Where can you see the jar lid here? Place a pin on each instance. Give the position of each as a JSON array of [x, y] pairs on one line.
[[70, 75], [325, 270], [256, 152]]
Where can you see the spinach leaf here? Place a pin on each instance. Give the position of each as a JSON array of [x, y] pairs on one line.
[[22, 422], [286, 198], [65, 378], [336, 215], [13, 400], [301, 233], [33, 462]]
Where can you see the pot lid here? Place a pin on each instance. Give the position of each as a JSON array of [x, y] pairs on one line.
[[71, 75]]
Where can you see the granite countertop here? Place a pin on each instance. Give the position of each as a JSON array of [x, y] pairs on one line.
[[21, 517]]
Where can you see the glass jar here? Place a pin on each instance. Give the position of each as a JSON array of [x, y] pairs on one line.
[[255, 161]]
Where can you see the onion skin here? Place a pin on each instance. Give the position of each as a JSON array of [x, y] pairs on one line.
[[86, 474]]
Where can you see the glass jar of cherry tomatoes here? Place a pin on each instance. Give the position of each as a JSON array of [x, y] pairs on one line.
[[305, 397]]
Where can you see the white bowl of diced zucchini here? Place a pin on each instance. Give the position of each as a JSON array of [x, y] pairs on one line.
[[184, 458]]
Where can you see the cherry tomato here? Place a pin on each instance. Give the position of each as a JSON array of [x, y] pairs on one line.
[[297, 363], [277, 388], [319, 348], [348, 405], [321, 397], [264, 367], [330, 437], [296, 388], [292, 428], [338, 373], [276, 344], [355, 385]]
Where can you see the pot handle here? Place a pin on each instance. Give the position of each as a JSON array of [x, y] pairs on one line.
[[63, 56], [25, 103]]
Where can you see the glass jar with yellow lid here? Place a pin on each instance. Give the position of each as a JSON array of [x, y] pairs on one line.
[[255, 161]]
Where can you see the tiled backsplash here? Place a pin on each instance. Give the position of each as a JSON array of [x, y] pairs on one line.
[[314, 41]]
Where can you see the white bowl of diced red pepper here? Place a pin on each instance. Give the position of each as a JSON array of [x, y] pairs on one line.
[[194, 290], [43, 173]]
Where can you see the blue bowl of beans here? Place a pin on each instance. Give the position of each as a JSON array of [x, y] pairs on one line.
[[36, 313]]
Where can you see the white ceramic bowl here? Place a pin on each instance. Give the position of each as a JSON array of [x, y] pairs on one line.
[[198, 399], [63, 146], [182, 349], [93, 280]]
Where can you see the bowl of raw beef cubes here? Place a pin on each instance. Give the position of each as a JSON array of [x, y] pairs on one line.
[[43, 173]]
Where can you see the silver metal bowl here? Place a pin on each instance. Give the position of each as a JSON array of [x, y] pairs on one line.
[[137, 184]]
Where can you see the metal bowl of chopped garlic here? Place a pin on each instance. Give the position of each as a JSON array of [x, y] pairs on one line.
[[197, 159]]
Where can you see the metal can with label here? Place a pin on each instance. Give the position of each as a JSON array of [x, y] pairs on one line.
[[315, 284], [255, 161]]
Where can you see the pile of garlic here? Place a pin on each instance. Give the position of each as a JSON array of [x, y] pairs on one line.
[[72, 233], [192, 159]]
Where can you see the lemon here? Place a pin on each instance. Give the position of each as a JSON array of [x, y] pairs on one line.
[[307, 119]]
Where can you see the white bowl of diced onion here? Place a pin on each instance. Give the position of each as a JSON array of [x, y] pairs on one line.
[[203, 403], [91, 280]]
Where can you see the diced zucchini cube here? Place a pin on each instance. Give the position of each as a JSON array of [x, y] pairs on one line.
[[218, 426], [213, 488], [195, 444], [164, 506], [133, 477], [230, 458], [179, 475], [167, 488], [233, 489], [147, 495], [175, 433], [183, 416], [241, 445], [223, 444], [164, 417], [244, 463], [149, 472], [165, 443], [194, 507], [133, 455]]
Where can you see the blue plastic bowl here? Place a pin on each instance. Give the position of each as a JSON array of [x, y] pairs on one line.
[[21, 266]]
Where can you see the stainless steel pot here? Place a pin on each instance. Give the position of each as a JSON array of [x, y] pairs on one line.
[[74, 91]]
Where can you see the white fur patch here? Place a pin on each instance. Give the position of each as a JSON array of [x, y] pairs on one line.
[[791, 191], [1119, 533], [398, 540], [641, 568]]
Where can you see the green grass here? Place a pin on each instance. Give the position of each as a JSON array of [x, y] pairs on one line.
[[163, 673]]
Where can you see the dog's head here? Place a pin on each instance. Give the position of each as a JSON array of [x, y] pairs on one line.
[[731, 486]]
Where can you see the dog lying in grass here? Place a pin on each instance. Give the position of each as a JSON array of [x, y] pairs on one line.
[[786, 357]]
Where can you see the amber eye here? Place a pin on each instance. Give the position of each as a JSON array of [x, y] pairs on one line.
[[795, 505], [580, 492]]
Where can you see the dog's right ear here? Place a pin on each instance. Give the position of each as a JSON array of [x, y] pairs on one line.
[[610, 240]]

= = = = = = =

◆ WRITTEN EXERCISE
Convert the entries above into a JSON list of strings, with each line as its own string and blank lines omitted.

◆ EXERCISE ANSWER
[
  "Where can you see the jar lid here? Place a pin on each instance. Give the position of each as a JSON array of [x, y] pairs on one line.",
  "[[70, 75], [325, 270], [256, 152]]",
  "Where can you see the spinach leaf here? Place a pin on each instance. Give the position of each as a JSON array of [x, y] pairs on one line.",
  "[[22, 422], [286, 198], [65, 378], [336, 215], [13, 400], [301, 233], [33, 462]]",
  "Where can you see the pot lid here? Place a pin on each instance. Give the position of each as a JSON array of [x, y] pairs on one line.",
  "[[71, 75]]",
  "Where can you see the granite countertop here? Place a pin on each instance. Give the position of each as a JSON array of [x, y] pairs on one line.",
  "[[21, 517]]",
  "Where can you see the glass jar here? Place a pin on each instance. Give the position of each as a JSON array of [x, y] pairs on one line.",
  "[[255, 161]]",
  "Where can you see the onion skin here? Place a pin on each instance. Give the position of each as a JSON array of [x, y] pairs on one line.",
  "[[86, 474]]",
  "Where can you see the glass jar of cherry tomatoes here? Place a pin on each instance. Give the position of each as a JSON array of [x, y] pairs on one line.",
  "[[305, 397]]",
  "Where can you see the white bowl of diced zucchini here? Place a pin on each instance. Give the position of each as a JSON array of [x, y] pairs on one line.",
  "[[184, 458]]",
  "Where can you see the cherry tomato here? Place a pin on each instance. Give the position of each as a JSON array of [x, y] pairs on one line.",
  "[[297, 363], [277, 388], [319, 348], [348, 405], [321, 397], [264, 367], [330, 437], [296, 388], [292, 428], [338, 373], [276, 344], [355, 385]]",
  "Where can you see the pot handle here? Place a pin on each instance. Give the position of each as a JSON array of [x, y] pairs on one line.",
  "[[63, 56], [25, 103]]",
  "Where can you see the glass jar with yellow lid here? Place a pin on each instance. Give the position of each as a JSON array of [x, y] pairs on one line.",
  "[[255, 161]]",
  "Where can you see the tiled backsplash here? Place a pin on each instance. Give the position of each as a JSON array of [x, y] pairs on one line.",
  "[[314, 41]]",
  "Where can you see the white bowl of diced red pepper here? Place a pin on each instance. Give the position of each as a JSON array of [x, y] pairs on one line.",
  "[[194, 290], [43, 173]]",
  "Where can you see the blue bowl of beans here? Place a pin on each instance. Give the position of each as a JSON array of [x, y] pairs on one line.",
  "[[36, 313]]",
  "Where can you see the white ceramic bowl here? Place a pin on each instance. Give the position of each as a JSON array of [x, y] pairs on one line.",
  "[[198, 399], [63, 146], [182, 349], [93, 280]]",
  "Where can you see the bowl of raw beef cubes here? Place a pin on each instance. Give the position of each as a JSON array of [x, y] pairs on one line.",
  "[[43, 173]]",
  "Where can you see the silver metal bowl here? Place a pin on each instance. Give the position of each as a JSON array of [x, y] pairs on one line.",
  "[[137, 184]]",
  "Where can you see the metal bowl of chopped garlic here? Place a pin on each instance. Give the position of each as a JSON array of [x, y] pairs on one line.",
  "[[197, 159]]",
  "Where can you see the metal can with label here? Place a pin on each instance. Give the position of each as a JSON array of [x, y] pairs on one line.",
  "[[315, 284], [255, 161]]",
  "Where can you see the pile of garlic here? Place a pin on each instance. Give the position of each as a JSON array of [x, y] pairs on one line.",
  "[[72, 233], [192, 159]]",
  "Where can you see the lemon here? Place a pin on each instance. Give the position of each as a JSON array of [x, y] pairs on one line.",
  "[[307, 119]]",
  "Where can you see the white bowl of diced onion here? Place a pin on each instance. Give the position of each as a JSON array of [x, y] pairs on one line.",
  "[[203, 403], [91, 280]]",
  "Where can you see the diced zucchini cube here? Place a pin on each instance. Give the position of each as a JSON array of [x, y] pairs on one line.",
  "[[218, 426], [213, 488], [195, 444], [164, 506], [133, 477], [230, 458], [179, 475], [167, 488], [233, 489], [147, 495], [175, 433], [183, 416], [241, 445], [223, 444], [164, 417], [244, 463], [149, 472], [165, 443], [194, 507], [133, 455]]",
  "Where can you see the blue plastic bowl here? Place a pin on each instance. Give the position of each as a JSON array of [x, y] pairs on one line.",
  "[[21, 266]]",
  "Where can you see the stainless steel pot here? Place a pin on each instance. Give the position of each as a JSON array of [x, y] pairs on one line.",
  "[[74, 91]]",
  "Where can you see the white fur patch here? Place a pin on each instance. Give the position of each as a JSON array of [x, y] pairs on one line.",
  "[[791, 191], [1119, 533], [398, 540], [641, 568]]",
  "Where can you see the green grass here? Place a pin on each instance. Give the position of each as a JSON array of [x, y] pairs on one line.",
  "[[163, 673]]",
  "Where can you see the dog's head here? Place a pin on each instance. Give the position of each as a JSON array of [x, y] pairs on one line.",
  "[[731, 486]]",
  "Where can you see the dog lying in grass here? Place a pin on each instance. Give the position of each as a JSON array of [x, y] pairs on one line.",
  "[[786, 357]]",
  "Where can you see the amber eye here? Place a pin on each instance. Give the position of each as a JSON array of [x, y] pairs on one line.",
  "[[795, 505], [580, 492]]",
  "Where can you see the dog's right ear here? Place a pin on each instance. Give the position of each as a JSON array of [x, y] pairs on one line.",
  "[[610, 240]]"
]